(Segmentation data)
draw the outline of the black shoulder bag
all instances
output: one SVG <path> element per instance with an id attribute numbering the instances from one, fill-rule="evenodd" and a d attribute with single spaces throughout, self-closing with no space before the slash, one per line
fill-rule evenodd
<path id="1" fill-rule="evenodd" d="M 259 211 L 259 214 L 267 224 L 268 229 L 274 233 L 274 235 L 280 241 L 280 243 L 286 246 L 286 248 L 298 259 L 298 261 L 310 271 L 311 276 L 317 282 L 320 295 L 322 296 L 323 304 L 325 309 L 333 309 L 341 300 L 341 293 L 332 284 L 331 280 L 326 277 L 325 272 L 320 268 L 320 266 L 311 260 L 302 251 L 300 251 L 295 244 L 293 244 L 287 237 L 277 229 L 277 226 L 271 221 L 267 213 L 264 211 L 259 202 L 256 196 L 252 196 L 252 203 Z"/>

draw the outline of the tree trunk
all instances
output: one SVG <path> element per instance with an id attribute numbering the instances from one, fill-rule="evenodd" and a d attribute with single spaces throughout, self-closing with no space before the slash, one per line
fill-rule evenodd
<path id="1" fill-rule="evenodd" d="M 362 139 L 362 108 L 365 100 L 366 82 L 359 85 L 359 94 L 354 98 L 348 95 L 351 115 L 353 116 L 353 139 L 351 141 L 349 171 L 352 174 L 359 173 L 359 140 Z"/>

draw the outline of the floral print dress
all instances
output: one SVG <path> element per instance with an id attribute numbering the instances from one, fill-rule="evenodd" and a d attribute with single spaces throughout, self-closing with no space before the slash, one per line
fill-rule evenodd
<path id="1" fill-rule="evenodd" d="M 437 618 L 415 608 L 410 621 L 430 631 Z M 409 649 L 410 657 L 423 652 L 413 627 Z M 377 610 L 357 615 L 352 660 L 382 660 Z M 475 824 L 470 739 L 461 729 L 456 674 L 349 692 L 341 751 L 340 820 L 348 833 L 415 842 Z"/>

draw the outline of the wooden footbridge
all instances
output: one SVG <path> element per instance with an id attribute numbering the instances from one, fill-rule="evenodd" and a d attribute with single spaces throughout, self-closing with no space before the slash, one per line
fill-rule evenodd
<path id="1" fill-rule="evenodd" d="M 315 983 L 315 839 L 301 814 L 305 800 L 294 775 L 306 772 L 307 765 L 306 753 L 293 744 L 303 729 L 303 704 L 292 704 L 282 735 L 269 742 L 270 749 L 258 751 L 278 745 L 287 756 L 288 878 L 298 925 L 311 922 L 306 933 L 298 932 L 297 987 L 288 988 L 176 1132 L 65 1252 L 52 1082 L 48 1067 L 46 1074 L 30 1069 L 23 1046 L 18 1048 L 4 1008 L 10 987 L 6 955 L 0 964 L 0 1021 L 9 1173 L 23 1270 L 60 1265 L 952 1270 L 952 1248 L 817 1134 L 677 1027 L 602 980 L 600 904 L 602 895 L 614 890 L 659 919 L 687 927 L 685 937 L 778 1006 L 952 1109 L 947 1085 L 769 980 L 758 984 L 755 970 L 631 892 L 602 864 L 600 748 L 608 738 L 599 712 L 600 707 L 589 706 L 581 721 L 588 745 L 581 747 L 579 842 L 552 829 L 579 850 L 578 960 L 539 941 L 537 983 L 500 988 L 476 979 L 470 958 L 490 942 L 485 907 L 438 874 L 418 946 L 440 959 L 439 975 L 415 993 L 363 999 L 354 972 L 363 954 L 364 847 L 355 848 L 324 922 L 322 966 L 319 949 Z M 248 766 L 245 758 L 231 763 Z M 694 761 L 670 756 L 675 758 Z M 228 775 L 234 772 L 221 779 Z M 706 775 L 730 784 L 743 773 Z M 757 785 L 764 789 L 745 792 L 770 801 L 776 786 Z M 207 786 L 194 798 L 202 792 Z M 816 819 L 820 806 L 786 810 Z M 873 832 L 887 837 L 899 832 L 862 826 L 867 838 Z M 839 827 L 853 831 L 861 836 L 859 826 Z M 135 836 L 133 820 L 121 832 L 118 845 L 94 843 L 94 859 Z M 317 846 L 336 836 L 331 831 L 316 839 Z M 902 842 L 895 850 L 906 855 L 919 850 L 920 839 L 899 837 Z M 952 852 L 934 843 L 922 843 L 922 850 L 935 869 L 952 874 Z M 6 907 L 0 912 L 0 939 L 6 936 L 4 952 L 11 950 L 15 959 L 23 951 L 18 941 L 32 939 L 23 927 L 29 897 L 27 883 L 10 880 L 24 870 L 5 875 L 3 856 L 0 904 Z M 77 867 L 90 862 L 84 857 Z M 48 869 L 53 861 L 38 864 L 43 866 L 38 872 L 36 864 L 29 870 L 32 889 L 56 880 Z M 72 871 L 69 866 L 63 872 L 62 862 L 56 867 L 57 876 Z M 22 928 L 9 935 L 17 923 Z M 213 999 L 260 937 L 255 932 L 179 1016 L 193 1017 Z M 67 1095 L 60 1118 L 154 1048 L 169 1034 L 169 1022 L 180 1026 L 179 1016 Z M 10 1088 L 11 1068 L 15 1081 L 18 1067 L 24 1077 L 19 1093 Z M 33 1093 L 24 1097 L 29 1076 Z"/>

» GOAL OF THE EXERCISE
Update the rows above by replacing "draw the outline of" with "trace the boundary of" wherever it occurs, keeping every other line the same.

» EXPECTED OUTPUT
trace the boundary of the black shoulder bag
all instances
output: one SVG <path> element per instance with an id attribute numbering the instances from one, fill-rule="evenodd" and a d attribute with single spaces throughout, self-closing with no space before the slash, one per line
fill-rule evenodd
<path id="1" fill-rule="evenodd" d="M 259 211 L 259 214 L 267 224 L 268 229 L 274 233 L 274 235 L 280 241 L 280 243 L 286 246 L 286 248 L 298 259 L 298 261 L 310 271 L 311 276 L 317 282 L 320 295 L 322 296 L 323 304 L 325 309 L 333 309 L 341 300 L 341 293 L 332 284 L 331 280 L 326 277 L 325 272 L 320 268 L 320 266 L 311 260 L 302 251 L 300 251 L 295 244 L 293 244 L 287 237 L 277 229 L 277 226 L 271 221 L 267 213 L 264 211 L 259 202 L 256 196 L 252 196 L 252 203 Z"/>

trace the boundary of the tree trunk
all instances
output: one SVG <path> element per instance with an id attribute numbering the instances from one, fill-rule="evenodd" and a d attribute with single spaces throughout, self-closing with no space before the slash, one per line
fill-rule evenodd
<path id="1" fill-rule="evenodd" d="M 362 139 L 362 108 L 365 100 L 366 82 L 359 85 L 359 94 L 354 98 L 348 95 L 351 115 L 353 116 L 353 139 L 351 141 L 349 171 L 352 174 L 359 173 L 359 140 Z"/>

trace the boundary of the floral print dress
all instances
output: one SVG <path> element per instance with an id attribute numbering the instances from one, fill-rule="evenodd" and a d attribute with single spaces throughout, self-closing with no space before the slash, one per line
fill-rule evenodd
<path id="1" fill-rule="evenodd" d="M 437 618 L 415 608 L 410 621 L 430 631 Z M 409 649 L 410 657 L 423 652 L 413 627 Z M 377 610 L 357 615 L 352 660 L 382 660 Z M 475 824 L 470 739 L 461 729 L 456 674 L 349 692 L 341 751 L 340 820 L 348 833 L 415 842 Z"/>

trace the boundary of the wooden footbridge
all instances
output: one SVG <path> element per instance with an id attribute numbering the instances from one, fill-rule="evenodd" and a d attribute with single spaces throughout, self-closing with no space before the slash, one per line
fill-rule evenodd
<path id="1" fill-rule="evenodd" d="M 315 983 L 315 839 L 301 814 L 305 800 L 294 775 L 306 772 L 307 765 L 306 753 L 293 744 L 303 729 L 303 704 L 292 704 L 282 735 L 269 742 L 270 749 L 258 751 L 278 745 L 287 756 L 288 878 L 298 925 L 311 922 L 306 933 L 298 932 L 297 987 L 288 988 L 176 1132 L 65 1252 L 52 1082 L 48 1067 L 46 1074 L 30 1069 L 23 1046 L 18 1048 L 4 1008 L 10 987 L 6 955 L 0 964 L 0 1021 L 9 1173 L 23 1270 L 60 1265 L 952 1270 L 952 1248 L 817 1134 L 677 1027 L 602 980 L 600 904 L 602 895 L 614 890 L 659 919 L 687 927 L 685 937 L 778 1006 L 952 1109 L 947 1085 L 769 980 L 758 984 L 755 970 L 631 892 L 602 864 L 600 748 L 608 738 L 599 712 L 600 707 L 589 706 L 581 721 L 588 745 L 581 747 L 579 842 L 552 829 L 579 850 L 578 960 L 539 941 L 537 983 L 500 988 L 476 979 L 470 958 L 490 942 L 485 907 L 438 874 L 418 946 L 440 959 L 439 975 L 415 993 L 363 999 L 354 972 L 363 954 L 364 847 L 355 848 L 324 922 L 322 966 L 319 949 Z M 248 766 L 245 758 L 231 763 Z M 694 761 L 670 756 L 675 758 Z M 228 775 L 234 772 L 221 779 Z M 706 775 L 730 784 L 743 773 Z M 757 785 L 764 789 L 745 792 L 770 801 L 776 786 Z M 207 786 L 194 798 L 202 792 Z M 816 819 L 820 806 L 786 810 Z M 873 832 L 887 837 L 899 832 L 862 826 L 867 838 Z M 839 827 L 853 831 L 861 836 L 859 826 Z M 135 836 L 133 820 L 121 832 L 118 845 L 94 843 L 94 859 Z M 317 846 L 336 836 L 331 831 L 316 839 Z M 902 842 L 895 850 L 906 855 L 919 850 L 920 839 L 899 837 Z M 952 852 L 934 843 L 922 843 L 922 850 L 935 869 L 952 874 Z M 6 907 L 0 912 L 0 939 L 6 936 L 4 952 L 11 950 L 15 959 L 23 951 L 18 941 L 32 939 L 23 927 L 29 897 L 27 883 L 10 880 L 24 870 L 5 875 L 3 856 L 0 904 Z M 77 867 L 90 862 L 84 857 Z M 48 869 L 53 861 L 38 864 L 43 866 L 38 872 L 36 864 L 29 870 L 32 889 L 56 880 Z M 72 871 L 69 866 L 63 872 L 62 862 L 56 867 L 57 876 Z M 22 928 L 9 935 L 17 923 Z M 213 999 L 260 937 L 255 932 L 179 1016 L 193 1017 Z M 67 1095 L 60 1118 L 154 1048 L 169 1034 L 169 1022 L 180 1026 L 179 1016 Z M 10 1088 L 11 1068 L 15 1081 L 18 1067 L 24 1077 L 19 1093 Z M 33 1093 L 24 1097 L 29 1076 Z"/>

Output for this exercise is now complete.